Source data
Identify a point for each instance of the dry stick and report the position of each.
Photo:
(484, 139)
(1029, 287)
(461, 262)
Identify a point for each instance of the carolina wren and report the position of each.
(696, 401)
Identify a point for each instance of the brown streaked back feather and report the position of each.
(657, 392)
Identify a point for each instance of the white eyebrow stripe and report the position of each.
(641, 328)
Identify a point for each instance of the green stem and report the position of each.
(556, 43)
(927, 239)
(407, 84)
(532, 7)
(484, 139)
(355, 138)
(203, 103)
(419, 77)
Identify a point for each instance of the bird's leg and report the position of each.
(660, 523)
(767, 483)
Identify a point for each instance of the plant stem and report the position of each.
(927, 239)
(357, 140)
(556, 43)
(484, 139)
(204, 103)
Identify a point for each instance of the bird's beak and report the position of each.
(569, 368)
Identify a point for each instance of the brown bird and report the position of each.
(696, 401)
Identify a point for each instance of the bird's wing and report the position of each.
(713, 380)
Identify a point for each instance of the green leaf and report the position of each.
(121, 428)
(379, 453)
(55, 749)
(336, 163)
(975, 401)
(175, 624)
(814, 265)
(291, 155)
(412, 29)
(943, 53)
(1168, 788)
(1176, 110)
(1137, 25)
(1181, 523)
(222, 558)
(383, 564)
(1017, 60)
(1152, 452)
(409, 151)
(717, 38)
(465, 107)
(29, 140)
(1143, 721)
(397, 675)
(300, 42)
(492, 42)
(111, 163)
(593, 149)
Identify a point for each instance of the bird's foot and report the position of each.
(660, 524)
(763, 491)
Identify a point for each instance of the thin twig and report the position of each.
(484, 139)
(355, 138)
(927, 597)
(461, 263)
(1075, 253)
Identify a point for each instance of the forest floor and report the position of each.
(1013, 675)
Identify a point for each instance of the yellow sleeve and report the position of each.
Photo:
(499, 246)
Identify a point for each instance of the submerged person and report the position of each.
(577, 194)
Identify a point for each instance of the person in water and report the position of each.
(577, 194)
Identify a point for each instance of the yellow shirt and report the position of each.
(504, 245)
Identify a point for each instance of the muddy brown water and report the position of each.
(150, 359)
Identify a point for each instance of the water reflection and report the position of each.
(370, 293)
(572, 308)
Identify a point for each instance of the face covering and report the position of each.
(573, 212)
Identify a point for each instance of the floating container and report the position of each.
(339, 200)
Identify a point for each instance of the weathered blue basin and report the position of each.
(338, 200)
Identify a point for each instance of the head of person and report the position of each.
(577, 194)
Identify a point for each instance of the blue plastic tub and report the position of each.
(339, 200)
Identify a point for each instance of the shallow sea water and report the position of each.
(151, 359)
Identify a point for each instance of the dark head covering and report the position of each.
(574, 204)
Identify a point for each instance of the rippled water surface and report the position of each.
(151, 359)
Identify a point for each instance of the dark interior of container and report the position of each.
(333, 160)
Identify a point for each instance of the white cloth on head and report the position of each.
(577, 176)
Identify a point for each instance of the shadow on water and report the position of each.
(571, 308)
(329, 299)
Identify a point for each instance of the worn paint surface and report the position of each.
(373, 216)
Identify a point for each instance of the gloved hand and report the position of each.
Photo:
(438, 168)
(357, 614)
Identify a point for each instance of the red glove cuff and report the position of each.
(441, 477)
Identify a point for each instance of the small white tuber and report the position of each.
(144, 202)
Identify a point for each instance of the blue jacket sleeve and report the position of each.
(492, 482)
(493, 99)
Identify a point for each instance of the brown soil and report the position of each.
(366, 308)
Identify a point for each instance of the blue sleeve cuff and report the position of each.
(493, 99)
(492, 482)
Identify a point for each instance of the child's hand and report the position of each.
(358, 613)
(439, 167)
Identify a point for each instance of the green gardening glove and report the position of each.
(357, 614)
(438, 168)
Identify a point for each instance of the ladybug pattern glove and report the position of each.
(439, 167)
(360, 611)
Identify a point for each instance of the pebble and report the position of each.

Directions
Please change "position" to "location" everywhere in these lines, keeping everything else the same.

Expected answer
Identify a point for each instance of the dry stick and report the location of each.
Photo:
(484, 139)
(1029, 287)
(461, 262)
Identify a point for each instance of the carolina wren and report the location of each.
(696, 401)
Identify a point for each instance of the brown streaked back feather and report the location of each.
(657, 392)
Identify a point for each instance of the white eyebrow stripe and report the location of each.
(641, 328)
Identify a point for each instance of the green stem and report the location of each.
(556, 43)
(927, 239)
(407, 84)
(532, 7)
(484, 139)
(355, 138)
(203, 103)
(419, 77)
Identify a point for each instance of the bird's leg and report the location of each.
(660, 523)
(767, 483)
Identify a point for each instance of the plant stem and report the location of each.
(927, 239)
(357, 140)
(556, 43)
(484, 139)
(204, 103)
Identify a point for each instance of the bird's beak and report the location of each.
(569, 368)
Identify a point for each instance of the brown bird and report the location of each.
(696, 401)
Identify a point for each instance of the bird's wing and report the location of each.
(713, 380)
Identify a point for each instance of the green leaf and report the location of each.
(121, 428)
(379, 453)
(55, 749)
(336, 163)
(975, 401)
(175, 624)
(814, 265)
(291, 155)
(412, 29)
(943, 53)
(1168, 788)
(1176, 110)
(1137, 25)
(1181, 523)
(222, 558)
(383, 564)
(1017, 60)
(1152, 452)
(409, 151)
(717, 38)
(465, 107)
(29, 140)
(1143, 721)
(397, 675)
(300, 42)
(492, 42)
(111, 163)
(593, 149)
Identify a point for each instance of the bird's foot and report the location of each.
(660, 524)
(763, 491)
Identify a point for each instance of the thin twig and report the location of each.
(484, 139)
(355, 138)
(927, 597)
(461, 263)
(1075, 253)
Identify a point for each instance of the forest floor and report the location of each.
(1013, 675)
Identify a point for each instance of the yellow sleeve and report the location of each.
Photo:
(499, 246)
Identify a point for each instance of the submerged person and report the location of each.
(577, 194)
Identify a point for each instance of the person in water and report the location of each.
(577, 194)
Identify a point for each instance of the yellow shirt and report the location of each.
(504, 245)
Identify a point for each instance of the muddy brown water and report the location of each.
(150, 359)
Identify a point for each instance of the water reflection and report the location of each.
(370, 293)
(572, 308)
Identify a point for each instance of the face covering and report the location of each.
(573, 212)
Identify a point for each instance of the floating container and report the location of each.
(339, 200)
Identify a point for each instance of the weathered blue basin and report the location of each.
(338, 200)
Identify a point for each instance of the head of person and report the location of each.
(577, 194)
Identify a point for each instance of the blue plastic tub and report the location of each.
(339, 200)
Identify a point for each instance of the shallow sea water and report the location of each.
(151, 359)
Identify a point for each instance of the dark head covering and report the location of each.
(574, 204)
Identify a point for each instance of the rippled water surface and report the location of each.
(151, 359)
Identify a point for each instance of the dark interior of container and report the location of each.
(333, 160)
Identify a point for each instance of the white cloth on head and report the location of each.
(577, 176)
Identify a point for each instance of the shadow on water and report the location of each.
(571, 308)
(329, 299)
Identify a point for each instance of the worn paint surface and report the location of each.
(373, 216)
Identify a point for each instance of the gloved hand and report the location of each.
Photo:
(438, 168)
(357, 614)
Identify a point for each instance of the red glove cuff and report the location of each.
(441, 477)
Identify a point for each instance of the small white tuber and report the location of each.
(144, 202)
Identify a point for each instance of the blue jacket sleeve and report the location of each.
(492, 482)
(493, 99)
Identify a point for each instance of the brown soil and report the location of each.
(366, 308)
Identify a point for each instance of the blue sleeve cuff and report the location of each.
(493, 99)
(492, 482)
Identify a point for each instance of the child's hand and report the location of each.
(358, 613)
(439, 167)
Identify a point for each instance of the green gardening glove and report the location of each.
(357, 614)
(438, 168)
Identify a point for each instance of the ladybug pattern glove and report the location of each.
(439, 167)
(360, 611)
Identify a point for each instance of the pebble and report the location of each.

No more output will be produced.